Rows:
+===+

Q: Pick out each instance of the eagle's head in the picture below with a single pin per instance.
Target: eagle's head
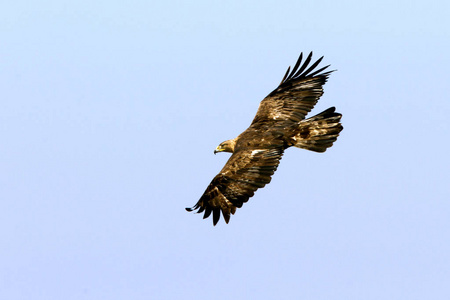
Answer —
(227, 146)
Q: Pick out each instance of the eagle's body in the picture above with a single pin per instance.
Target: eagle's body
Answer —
(279, 124)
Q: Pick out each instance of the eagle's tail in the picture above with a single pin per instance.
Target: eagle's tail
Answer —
(319, 132)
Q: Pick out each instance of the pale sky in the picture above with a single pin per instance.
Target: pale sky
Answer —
(109, 115)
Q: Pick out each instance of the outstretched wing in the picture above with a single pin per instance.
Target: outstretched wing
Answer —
(245, 172)
(296, 95)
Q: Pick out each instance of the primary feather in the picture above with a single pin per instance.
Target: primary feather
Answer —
(279, 124)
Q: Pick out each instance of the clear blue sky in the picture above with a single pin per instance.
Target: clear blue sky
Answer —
(109, 115)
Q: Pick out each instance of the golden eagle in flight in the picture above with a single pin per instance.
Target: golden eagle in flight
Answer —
(279, 124)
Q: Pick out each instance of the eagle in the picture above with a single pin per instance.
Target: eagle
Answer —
(279, 124)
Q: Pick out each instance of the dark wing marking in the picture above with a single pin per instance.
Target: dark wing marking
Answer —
(296, 95)
(245, 172)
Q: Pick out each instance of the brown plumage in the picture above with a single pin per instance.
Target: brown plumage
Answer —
(279, 124)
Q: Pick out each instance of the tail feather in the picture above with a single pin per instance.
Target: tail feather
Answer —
(318, 132)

+===+

Goal: Revise the records above, replacing "single pin" with "single marker" everywhere and keeping all other text unchanged. Leave the pictures out of your answer.

Worked solution:
Q: Pick out each instance of the eagle's head in the picture below with a single marker per instance.
Target: eagle's head
Answer —
(227, 146)
Q: Pick out each instance of the eagle's body in the picture above with a single marker per instance.
Target: eagle's body
Answer —
(279, 124)
Q: Pick out each instance of the eagle's tail in the picture above with a single marker per instance.
Target: eagle's tail
Answer —
(319, 132)
Q: Pick out each instance of the pale sky in the picture above with a single marker per instance.
Target: pale sky
Answer —
(109, 115)
Q: Pick out each instance of the outstretched wing in the picture above with a single marker per instance.
Target: outstretched wing
Answer —
(245, 172)
(296, 95)
Q: Pick out each instance of the primary feather in the picture above with a single marker per instance.
Target: primary feather
Answer —
(279, 124)
Q: Pick out each instance of the clear blue sky in the picture above with a single marker per instance.
Target: clear blue sky
Answer —
(109, 115)
Q: Pick out each instance of the golden eagle in flight in the picture above with a single marker per instance.
Target: golden eagle in flight
Answer —
(279, 124)
Q: Pick out each instance of the eagle in the picture above with a single marker per instance.
Target: eagle
Answer —
(279, 124)
Q: Pick out each instance of the dark wing marking in the picture above with a single marker per instance.
Target: dark wing marking
Answer —
(296, 95)
(245, 172)
Q: Pick out each instance of the brown plumage in the picture above with a single marker per instance.
Target: brown plumage
Answer —
(279, 124)
Q: Pick out each instance of the tail feather in the picture above with a single marker per instance.
Target: tail feather
Answer —
(318, 132)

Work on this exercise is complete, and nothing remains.